In the article below University of Washington School of Public Health Professor Clarence Spigner challenges us to take a more nuanced look at the often-dismissed 1970s genre of so-called Blaxploitation films.
During the 1970s, critics of Hollywood cinema gave birth to “Blaxploitation,” a conflation of Black, as in the African American experience, and exploitation, meaning to benefit or take advantage. These critics argued that the white controlled movie industry produced low-budget, shoddily acted Black action films for African American urban audiences and in the process, generated a film genre featuring images of Black men and women exhibiting traits of extraordinary coolness, sexuality and violence. Blaxploitation, they said, celebrated urban pimps, pushers, hustlers, gangsters, detectives, ex-cons, hit-men, preachers, and cowboys who triumphed over “the man” (meaning the white establishment) within a corrupt and racist system. It is past time to reexamine the Blaxploitation genre and challenge the initial but continually powerful image of these films.
The numbers and dates of the Blaxploitation period in Hollywood vary. Many scholars categorize the peak years for the genre as between 1969 and 1974, although releases as early as 1961 and as late as 1985 are often classified as Blaxploitation films. By some estimates nearly 300 films in the genre were released. Many on the list, however, did not fit the Blaxploitation definition, such as the coming-of-age film, The Cool World (1963); the racial crossover film, Black Like Me (1964); the love story, For Love of Ivy (1968); the spiritual, Brother John (1971); and the science-fiction film, Brother from Another Planet (1984).

• WORK INSTRUCTIONS:
1. Reproduce the part of the Blaxploitation article that opens with the words containing "The numbers and" and closes with "Another Planet (1984).".
2. Answer these questions from the Blaxploitation article:
(a) At which university's School of Public Health is Clarence Spigner a professor?
(b) Which years do many scholars give as the peak of the genre?
(c) What kind of film is Black Like Me (1964) called?
None of the entries are needed to complete this work.

• INFORMATION PROVIDED:
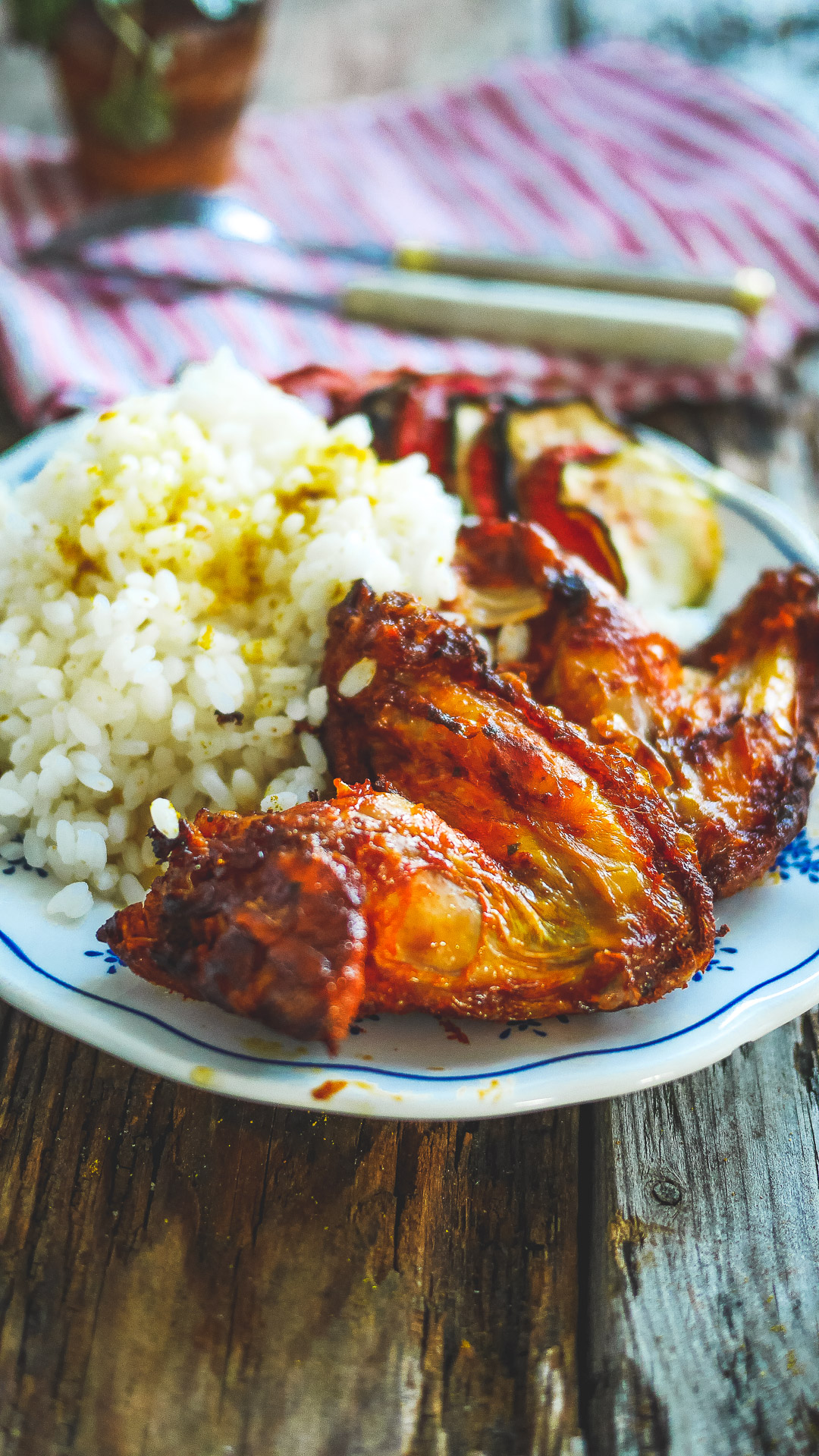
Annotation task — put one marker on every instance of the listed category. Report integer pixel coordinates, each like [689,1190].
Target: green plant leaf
==
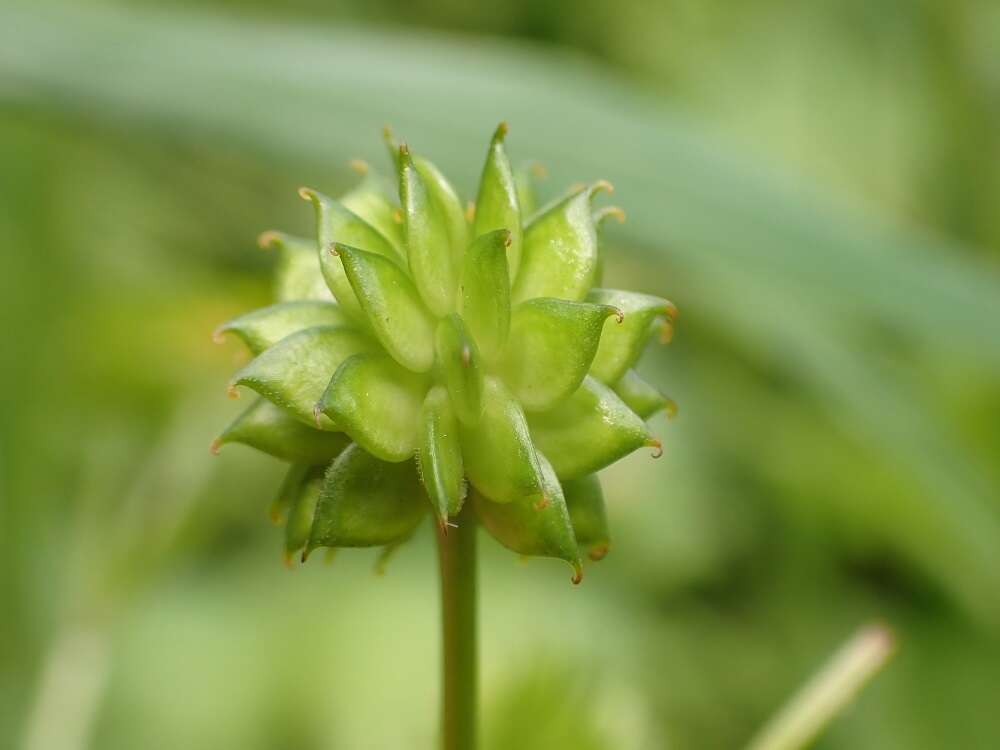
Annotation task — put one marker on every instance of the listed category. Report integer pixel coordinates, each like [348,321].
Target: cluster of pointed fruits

• THE RESPONSES:
1.
The numbers and dates of the Blaxploitation period in Hollywood vary. Many scholars categorize the peak years for the genre as between 1969 and 1974, although releases as early as 1961 and as late as 1985 are often classified as Blaxploitation films. By some estimates nearly 300 films in the genre were released. Many on the list, however, did not fit the Blaxploitation definition, such as the coming-of-age film, The Cool World (1963); the racial crossover film, Black Like Me (1964); the love story, For Love of Ivy (1968); the spiritual, Brother John (1971); and the science-fiction film, Brother from Another Planet (1984).

2.
(a) The University of Washington
(b) 1969 to 1974
(c) A racial crossover film